### Directive
Count the lines in the records below that contain the string "green", treating uppercase and lowercase as different. Reply with the number alone.

-- Entries provided start --

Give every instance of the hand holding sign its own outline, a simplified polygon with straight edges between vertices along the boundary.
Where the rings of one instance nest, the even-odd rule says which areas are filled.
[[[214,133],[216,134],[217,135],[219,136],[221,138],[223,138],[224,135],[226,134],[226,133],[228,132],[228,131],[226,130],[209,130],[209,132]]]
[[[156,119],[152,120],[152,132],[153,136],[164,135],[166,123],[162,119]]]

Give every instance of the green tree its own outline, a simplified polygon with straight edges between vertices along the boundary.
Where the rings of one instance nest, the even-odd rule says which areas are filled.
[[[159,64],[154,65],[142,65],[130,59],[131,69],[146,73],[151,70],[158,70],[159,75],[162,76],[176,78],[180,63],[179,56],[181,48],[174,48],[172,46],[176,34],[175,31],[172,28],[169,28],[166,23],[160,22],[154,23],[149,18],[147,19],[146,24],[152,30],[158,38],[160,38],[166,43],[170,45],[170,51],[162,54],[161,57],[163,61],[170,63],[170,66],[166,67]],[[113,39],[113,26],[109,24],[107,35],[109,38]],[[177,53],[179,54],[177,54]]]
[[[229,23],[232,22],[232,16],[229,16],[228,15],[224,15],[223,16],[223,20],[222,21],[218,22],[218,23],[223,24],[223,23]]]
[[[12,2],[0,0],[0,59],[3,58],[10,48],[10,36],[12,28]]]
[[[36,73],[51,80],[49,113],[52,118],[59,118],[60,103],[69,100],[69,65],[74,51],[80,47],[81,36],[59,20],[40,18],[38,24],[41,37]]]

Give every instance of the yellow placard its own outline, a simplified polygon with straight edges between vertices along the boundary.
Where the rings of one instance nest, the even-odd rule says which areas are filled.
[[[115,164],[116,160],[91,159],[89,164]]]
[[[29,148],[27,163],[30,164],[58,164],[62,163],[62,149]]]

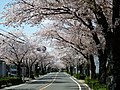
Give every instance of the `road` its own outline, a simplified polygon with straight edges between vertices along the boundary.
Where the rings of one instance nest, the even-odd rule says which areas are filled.
[[[63,72],[53,72],[25,84],[6,87],[4,90],[88,90],[71,76]]]

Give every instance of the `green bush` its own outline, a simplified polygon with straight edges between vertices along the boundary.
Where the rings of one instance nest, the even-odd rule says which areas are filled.
[[[98,80],[92,80],[89,77],[85,78],[85,83],[93,90],[107,90],[107,85],[101,85]]]
[[[86,75],[80,75],[79,73],[78,73],[78,74],[74,74],[73,76],[74,76],[75,78],[77,78],[77,79],[82,79],[82,80],[84,80],[85,77],[86,77]]]
[[[1,78],[0,79],[0,87],[2,85],[17,85],[17,84],[21,84],[22,83],[22,79],[19,77],[6,77],[6,78]]]

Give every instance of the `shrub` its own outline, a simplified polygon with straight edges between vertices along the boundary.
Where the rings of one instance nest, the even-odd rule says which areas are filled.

-- Entries provided end --

### Output of the exercise
2